= Data supplied =
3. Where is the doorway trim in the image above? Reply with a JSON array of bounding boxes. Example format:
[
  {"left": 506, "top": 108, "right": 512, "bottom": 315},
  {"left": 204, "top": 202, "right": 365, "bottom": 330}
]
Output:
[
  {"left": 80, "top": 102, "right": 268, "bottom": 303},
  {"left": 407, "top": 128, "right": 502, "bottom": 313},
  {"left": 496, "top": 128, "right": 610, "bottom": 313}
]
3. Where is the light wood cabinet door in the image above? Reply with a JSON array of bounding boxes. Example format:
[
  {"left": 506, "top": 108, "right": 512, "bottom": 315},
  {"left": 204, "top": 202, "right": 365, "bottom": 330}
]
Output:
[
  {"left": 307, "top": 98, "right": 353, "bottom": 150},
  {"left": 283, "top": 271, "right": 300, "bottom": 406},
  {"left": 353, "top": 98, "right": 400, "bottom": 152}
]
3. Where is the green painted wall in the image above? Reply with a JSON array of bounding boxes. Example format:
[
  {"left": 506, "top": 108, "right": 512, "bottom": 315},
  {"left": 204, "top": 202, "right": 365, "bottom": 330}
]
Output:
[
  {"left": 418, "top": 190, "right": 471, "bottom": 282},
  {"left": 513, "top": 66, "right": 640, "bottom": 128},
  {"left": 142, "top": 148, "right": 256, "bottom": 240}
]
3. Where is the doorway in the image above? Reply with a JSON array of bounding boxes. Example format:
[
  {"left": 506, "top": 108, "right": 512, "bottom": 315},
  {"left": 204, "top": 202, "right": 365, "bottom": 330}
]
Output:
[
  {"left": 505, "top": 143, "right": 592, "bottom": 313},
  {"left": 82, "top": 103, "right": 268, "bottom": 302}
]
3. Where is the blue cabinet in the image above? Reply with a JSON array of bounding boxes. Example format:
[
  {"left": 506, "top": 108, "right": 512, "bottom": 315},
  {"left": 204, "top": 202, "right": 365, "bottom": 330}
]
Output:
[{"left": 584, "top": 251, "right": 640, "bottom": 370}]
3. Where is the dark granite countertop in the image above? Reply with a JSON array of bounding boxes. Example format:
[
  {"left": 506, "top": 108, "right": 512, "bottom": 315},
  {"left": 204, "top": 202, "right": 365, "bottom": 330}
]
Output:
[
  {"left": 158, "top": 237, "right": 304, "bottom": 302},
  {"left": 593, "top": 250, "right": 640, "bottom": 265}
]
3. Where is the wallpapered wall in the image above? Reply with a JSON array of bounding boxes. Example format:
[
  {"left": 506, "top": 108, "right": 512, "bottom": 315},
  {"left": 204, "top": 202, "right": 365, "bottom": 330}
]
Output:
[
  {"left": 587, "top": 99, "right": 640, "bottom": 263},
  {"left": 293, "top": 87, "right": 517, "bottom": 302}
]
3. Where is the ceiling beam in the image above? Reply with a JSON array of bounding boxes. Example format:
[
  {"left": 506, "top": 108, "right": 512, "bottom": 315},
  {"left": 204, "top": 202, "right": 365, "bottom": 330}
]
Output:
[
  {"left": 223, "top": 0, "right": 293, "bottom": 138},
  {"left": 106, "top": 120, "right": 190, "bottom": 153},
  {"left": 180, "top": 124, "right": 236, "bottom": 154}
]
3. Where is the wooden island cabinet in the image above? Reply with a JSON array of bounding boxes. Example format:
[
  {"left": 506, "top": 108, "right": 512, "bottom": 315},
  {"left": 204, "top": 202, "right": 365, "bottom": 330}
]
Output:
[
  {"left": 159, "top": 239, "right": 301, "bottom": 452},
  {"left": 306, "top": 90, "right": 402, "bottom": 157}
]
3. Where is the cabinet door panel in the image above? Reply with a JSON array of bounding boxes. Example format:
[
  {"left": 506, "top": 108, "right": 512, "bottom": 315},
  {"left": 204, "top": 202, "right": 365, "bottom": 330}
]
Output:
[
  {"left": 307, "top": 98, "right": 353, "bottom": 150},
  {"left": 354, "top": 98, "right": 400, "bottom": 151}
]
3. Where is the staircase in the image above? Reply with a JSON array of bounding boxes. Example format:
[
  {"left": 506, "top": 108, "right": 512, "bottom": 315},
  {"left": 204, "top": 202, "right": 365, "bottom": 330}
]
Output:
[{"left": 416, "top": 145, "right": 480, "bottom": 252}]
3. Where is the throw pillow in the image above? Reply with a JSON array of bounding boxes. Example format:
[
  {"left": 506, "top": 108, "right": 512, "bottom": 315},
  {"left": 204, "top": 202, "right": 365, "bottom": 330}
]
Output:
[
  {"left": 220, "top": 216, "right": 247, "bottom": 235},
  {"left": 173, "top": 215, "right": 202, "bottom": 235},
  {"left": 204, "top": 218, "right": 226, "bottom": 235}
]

= Written instruction =
Tally the lines in the records above that contain the word "array", and reply with only that number.

= Completed exercise =
12